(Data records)

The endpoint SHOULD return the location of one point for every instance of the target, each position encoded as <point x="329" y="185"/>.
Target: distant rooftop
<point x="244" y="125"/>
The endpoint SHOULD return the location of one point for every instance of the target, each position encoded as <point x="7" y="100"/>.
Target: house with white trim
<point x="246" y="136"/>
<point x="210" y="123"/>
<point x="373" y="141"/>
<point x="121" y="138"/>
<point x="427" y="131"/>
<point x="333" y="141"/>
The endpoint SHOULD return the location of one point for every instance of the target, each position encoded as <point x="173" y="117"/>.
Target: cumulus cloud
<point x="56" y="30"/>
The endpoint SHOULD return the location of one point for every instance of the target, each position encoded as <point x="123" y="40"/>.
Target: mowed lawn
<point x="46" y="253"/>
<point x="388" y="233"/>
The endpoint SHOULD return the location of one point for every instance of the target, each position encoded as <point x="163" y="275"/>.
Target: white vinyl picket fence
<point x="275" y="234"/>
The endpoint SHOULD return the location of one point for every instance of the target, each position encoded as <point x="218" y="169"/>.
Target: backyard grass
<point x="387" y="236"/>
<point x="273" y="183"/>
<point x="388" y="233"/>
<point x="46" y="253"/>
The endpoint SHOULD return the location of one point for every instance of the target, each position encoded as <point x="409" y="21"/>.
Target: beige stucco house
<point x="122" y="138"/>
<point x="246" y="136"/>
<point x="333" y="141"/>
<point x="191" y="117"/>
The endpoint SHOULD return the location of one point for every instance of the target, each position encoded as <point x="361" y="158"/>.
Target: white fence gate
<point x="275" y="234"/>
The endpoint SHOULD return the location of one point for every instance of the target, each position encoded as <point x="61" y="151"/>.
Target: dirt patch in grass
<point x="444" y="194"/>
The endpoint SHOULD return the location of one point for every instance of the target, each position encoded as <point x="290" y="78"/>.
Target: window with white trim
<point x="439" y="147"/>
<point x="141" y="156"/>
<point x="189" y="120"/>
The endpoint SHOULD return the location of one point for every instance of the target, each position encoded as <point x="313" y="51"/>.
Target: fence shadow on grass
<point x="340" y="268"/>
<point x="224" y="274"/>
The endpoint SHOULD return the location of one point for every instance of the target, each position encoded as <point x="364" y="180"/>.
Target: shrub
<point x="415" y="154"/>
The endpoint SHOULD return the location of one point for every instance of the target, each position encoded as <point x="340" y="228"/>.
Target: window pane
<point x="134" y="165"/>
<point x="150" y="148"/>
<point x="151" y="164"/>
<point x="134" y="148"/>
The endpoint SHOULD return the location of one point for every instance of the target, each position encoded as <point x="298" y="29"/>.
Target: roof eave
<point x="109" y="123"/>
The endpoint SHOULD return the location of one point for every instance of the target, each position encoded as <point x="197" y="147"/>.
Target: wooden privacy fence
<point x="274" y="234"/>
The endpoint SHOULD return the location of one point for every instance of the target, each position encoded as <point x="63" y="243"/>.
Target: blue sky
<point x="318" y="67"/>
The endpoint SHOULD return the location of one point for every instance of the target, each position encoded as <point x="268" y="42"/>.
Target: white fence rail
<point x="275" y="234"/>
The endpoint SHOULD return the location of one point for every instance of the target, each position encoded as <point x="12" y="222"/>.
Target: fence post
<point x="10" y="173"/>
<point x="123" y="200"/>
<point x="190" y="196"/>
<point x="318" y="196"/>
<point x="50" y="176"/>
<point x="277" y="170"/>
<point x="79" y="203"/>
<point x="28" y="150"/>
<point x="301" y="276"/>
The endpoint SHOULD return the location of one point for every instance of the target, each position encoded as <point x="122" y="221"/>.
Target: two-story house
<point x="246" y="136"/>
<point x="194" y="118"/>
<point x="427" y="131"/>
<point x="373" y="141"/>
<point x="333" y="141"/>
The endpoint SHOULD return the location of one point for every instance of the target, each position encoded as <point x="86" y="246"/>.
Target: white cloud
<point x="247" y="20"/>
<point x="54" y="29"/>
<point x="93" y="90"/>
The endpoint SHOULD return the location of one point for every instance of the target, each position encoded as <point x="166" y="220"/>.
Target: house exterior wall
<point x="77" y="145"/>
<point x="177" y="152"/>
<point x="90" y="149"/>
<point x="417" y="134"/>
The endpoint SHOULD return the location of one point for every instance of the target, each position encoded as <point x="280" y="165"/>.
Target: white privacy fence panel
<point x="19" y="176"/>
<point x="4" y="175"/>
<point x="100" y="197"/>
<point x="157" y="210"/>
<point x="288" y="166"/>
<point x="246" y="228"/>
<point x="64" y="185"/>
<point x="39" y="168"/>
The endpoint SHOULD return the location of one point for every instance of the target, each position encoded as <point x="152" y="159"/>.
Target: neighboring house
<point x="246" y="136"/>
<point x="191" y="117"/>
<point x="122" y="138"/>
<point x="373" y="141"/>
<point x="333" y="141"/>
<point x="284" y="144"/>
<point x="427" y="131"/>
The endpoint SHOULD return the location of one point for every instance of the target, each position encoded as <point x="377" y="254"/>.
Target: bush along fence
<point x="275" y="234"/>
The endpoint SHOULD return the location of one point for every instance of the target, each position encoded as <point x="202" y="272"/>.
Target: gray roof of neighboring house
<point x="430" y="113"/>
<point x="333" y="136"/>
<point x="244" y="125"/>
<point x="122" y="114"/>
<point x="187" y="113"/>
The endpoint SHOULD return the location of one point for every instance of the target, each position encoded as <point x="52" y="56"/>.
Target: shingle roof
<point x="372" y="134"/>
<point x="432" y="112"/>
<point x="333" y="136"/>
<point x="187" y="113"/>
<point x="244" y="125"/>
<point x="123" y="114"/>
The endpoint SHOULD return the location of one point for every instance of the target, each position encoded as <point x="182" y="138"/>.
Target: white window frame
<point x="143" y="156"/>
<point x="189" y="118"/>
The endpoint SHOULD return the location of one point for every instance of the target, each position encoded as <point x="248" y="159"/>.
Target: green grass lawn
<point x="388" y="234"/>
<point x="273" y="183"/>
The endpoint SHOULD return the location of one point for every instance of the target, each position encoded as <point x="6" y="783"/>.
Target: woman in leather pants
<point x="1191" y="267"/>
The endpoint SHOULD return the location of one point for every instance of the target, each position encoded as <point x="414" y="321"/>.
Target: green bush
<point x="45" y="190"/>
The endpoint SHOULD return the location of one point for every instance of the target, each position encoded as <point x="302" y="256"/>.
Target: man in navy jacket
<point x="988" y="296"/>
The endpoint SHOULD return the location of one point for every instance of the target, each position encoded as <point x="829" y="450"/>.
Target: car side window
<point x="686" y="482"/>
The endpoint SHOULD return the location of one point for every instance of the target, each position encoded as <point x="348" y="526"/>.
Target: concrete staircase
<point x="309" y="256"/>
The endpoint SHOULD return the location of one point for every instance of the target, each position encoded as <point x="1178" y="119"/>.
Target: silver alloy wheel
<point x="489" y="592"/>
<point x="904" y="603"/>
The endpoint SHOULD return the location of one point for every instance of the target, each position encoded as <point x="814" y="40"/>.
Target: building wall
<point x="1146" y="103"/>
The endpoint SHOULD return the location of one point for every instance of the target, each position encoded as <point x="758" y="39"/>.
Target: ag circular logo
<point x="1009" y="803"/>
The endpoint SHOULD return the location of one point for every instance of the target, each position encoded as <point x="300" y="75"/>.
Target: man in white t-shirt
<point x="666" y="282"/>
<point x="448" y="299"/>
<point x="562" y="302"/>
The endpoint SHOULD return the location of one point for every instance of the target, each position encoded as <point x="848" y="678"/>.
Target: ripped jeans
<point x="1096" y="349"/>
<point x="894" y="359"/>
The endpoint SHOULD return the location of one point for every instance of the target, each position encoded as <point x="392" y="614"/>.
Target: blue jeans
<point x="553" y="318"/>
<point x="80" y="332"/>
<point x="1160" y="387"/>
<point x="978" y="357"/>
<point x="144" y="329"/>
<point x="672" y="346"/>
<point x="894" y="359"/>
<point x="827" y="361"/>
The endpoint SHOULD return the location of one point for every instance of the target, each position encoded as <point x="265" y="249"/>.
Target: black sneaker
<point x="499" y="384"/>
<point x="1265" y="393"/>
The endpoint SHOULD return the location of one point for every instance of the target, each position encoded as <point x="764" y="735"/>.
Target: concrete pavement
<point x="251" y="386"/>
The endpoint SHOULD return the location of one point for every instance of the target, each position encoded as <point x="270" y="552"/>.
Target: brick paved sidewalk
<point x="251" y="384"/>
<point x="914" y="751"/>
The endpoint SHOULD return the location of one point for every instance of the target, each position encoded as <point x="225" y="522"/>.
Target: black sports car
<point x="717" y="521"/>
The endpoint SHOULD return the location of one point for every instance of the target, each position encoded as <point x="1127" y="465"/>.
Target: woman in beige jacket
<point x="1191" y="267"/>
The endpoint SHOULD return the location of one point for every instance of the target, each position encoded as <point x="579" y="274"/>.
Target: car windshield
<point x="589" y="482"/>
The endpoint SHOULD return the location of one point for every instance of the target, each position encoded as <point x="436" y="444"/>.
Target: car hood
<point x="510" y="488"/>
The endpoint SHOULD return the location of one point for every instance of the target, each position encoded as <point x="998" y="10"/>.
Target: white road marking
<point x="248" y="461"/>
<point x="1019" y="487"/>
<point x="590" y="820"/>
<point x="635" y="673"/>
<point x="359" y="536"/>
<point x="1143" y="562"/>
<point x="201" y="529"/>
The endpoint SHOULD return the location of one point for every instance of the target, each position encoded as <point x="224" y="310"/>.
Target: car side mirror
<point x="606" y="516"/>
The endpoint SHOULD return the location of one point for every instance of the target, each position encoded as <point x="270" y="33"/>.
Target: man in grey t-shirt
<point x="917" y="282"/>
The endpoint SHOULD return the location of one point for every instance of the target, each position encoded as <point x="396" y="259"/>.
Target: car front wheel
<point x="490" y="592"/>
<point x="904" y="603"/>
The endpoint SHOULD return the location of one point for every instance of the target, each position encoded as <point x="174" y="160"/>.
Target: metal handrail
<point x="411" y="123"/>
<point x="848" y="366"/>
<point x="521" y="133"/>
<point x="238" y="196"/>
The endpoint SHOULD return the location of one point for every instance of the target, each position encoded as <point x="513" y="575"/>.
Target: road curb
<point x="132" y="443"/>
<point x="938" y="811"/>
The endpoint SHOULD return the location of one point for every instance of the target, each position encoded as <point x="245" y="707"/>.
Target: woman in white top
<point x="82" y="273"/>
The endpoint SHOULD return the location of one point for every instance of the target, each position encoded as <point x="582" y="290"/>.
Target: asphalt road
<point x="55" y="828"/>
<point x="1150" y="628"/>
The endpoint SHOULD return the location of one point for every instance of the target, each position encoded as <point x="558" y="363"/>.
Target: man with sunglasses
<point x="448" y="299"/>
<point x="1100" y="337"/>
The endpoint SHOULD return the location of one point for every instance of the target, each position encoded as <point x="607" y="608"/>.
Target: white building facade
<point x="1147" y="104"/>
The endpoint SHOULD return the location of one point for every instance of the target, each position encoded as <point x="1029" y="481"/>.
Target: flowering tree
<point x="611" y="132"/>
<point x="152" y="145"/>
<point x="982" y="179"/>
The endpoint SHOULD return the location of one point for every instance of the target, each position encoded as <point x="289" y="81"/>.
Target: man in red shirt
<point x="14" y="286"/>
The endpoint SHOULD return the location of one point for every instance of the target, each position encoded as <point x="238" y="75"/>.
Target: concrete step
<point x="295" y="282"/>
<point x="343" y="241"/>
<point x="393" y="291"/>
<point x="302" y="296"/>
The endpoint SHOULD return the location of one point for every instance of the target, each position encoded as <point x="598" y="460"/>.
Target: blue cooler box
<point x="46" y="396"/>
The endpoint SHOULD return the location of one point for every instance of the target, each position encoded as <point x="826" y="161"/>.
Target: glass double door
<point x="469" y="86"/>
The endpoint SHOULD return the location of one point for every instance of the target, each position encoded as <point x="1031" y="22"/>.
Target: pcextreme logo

- TASK DESCRIPTION -
Please write out, exactly as they appear, the lines from the one containing "Target: white building facade" through the last line of the records above, and nothing more.

- OUTPUT OF THE EXERCISE -
Target: white building facade
<point x="1147" y="104"/>
The endpoint SHOULD return the location of one point for every instance of the target, each position encoded as <point x="1029" y="481"/>.
Target: flowering tree
<point x="611" y="132"/>
<point x="152" y="145"/>
<point x="982" y="179"/>
The endpoint SHOULD return the location of one point for every instance of the target, each position encoded as <point x="289" y="81"/>.
Target: man in red shirt
<point x="14" y="286"/>
The endpoint SHOULD return the location of one point for every instance of the target, each position encoded as <point x="238" y="75"/>.
Target: concrete step
<point x="295" y="282"/>
<point x="343" y="241"/>
<point x="393" y="291"/>
<point x="302" y="296"/>
The endpoint SHOULD return the location of one point for every instance of the target, each position encoded as <point x="598" y="460"/>.
Target: blue cooler box
<point x="46" y="396"/>
The endpoint SHOULD return the location of one point for every instance of the target, each position encoded as <point x="826" y="161"/>.
Target: glass double door
<point x="469" y="86"/>
The endpoint SHOULD return the location of one point for every instance of the target, each position encoded as <point x="1031" y="22"/>.
Target: pcextreme logo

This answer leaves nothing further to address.